* _Excerpted text_
Original game series were beginning to emerge as well, often from the platform game genre. The Miner Willy series, comprising Manic Miner and two official sequels in the form of the similarly popular Jet Set Willy in 1984 and the less successful Jet Set Willy Ii in 1985 along with a couple of spin-off titles, had become a smash hit for the ZX Spectrum early on. The Monty Mole series started in 1984, also on the ZX Spectrum and received sequels throughout the rest of the 1980s, including Monty on the Run and Auf Wiedersehen Monty, which joined rather expansive multi-screen platforming worlds with a quirky sense of British humour. Similarly, the Dizzy series, first emerging in 1987, received a whole host of sequels up until 1992 and combined platforming with action-adventure elements.

Speaking of arcade games, the original titles on the market began to be joined by a host of ports of popular arcade titles, including Commando, Ghosts ‘n Goblins and its sequel Ghouls ‘n Ghosts, Green Beret, Bubble Bobble, OutRun and R-Type. These invariably did not match up particularly well to the arcade versions, not only because of the less powerful hardware of home computers versus the specialised and custom-built hardware of arcade machines, but also because the developers of such games had little to no official support from the original developers, were not provided with an overview of the internal workings of the games and often had to spend their own money on watching the arcade game being played so that they could work out how the game worked by deduction. This was at least one area which contemporary consoles had an advantage in, given that the original developers of the arcade games were also responsible to their ports to the console platforms. However, some of the Commodore 64 ports of these games are notable for their astounding soundtracks, among the best on any 8-bit system.

As a matter of fact, very strong music was rapidly becoming a character trait of the Commodore 64. While early soundtracks on the system had tended to use the chip similarly to other sound chips of the time, with a single waveform for each of the three voices on the SID, a trick was devised a few years after the Commodore 64’s release to rapidly change waveforms dynamically on each voice to give the impression of having more channels available at a time. An early example of this technique was illustrated by Rob Hubbard, who popularised the style of music with the soundtrack to 1985’s Monty on the Run. This particular bit of music is influenced heavily by Charles Williams’ “Devil’s Galop”, the theme tune to the popular 1950s BBC radio serial, Dick Barton, but includes its own original take on the music, with a sophisticated sound that was simply not possible in the same way on any other contemporary platform and lasting for an unprecedented six minutes without looping, a veritable lifetime in an era when nearly all game music looped after a minute at most.

There were plenty of highly acclaimed British composers, such as the aforementioned Rob Hubbard, who continued to push the limits of the SID after Monty on the Run, Martin Galway, Ben Daglish, Matt Gray and Tim Follin, but other great composers came from elsewhere, like Chris Hülsbeck and Ramiro Vaca from Germany and Jeroen Tel from the Netherlands. Between them, they explored the limits of the SID, often making a game worth buying for the music alone. Several of these musicians would continue to compose for later platforms, particularly Follin and Hülsbeck.

* _Collection entries_
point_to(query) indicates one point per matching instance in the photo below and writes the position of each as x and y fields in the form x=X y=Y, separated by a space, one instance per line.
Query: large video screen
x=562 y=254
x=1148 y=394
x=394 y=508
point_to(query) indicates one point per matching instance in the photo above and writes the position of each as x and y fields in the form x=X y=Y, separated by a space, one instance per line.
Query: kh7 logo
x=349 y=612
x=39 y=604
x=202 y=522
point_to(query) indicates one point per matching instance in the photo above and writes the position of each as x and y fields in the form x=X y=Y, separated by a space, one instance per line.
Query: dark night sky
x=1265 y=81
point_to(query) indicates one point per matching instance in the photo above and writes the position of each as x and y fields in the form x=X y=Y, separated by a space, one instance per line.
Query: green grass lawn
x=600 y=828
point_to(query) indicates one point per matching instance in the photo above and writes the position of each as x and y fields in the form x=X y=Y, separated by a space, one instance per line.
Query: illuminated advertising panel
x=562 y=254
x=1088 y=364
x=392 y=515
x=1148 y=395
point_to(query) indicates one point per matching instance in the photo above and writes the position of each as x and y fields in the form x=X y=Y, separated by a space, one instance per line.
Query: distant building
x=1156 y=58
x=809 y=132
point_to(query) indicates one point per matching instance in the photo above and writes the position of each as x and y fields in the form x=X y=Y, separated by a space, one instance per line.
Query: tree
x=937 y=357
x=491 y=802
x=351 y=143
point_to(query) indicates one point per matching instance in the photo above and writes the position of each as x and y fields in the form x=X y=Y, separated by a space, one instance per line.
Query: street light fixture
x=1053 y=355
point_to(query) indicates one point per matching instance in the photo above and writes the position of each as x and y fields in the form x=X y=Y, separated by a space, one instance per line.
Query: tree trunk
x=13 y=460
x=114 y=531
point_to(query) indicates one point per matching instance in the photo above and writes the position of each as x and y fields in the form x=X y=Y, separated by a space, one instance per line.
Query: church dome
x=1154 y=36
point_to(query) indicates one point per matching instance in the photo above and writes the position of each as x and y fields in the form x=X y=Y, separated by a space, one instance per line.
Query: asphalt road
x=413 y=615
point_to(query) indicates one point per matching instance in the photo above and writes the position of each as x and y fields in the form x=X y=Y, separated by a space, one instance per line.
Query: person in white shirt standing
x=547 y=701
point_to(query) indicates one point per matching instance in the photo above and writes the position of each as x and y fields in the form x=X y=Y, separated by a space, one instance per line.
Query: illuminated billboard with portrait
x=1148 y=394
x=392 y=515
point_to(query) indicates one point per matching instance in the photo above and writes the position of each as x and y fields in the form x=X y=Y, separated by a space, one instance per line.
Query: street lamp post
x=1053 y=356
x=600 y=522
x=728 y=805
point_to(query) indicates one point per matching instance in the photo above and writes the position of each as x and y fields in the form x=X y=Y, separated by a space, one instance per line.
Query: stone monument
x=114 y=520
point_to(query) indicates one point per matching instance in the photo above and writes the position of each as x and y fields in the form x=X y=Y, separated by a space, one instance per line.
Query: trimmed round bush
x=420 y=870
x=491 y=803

* _Requirement_
Can you transcribe the excerpt on 8-bit computer games, word for word, from "There were plenty" to "Follin and Hülsbeck."? The material was drawn from a separate source.

* _Answer to this exercise_
There were plenty of highly acclaimed British composers, such as the aforementioned Rob Hubbard, who continued to push the limits of the SID after Monty on the Run, Martin Galway, Ben Daglish, Matt Gray and Tim Follin, but other great composers came from elsewhere, like Chris Hülsbeck and Ramiro Vaca from Germany and Jeroen Tel from the Netherlands. Between them, they explored the limits of the SID, often making a game worth buying for the music alone. Several of these musicians would continue to compose for later platforms, particularly Follin and Hülsbeck.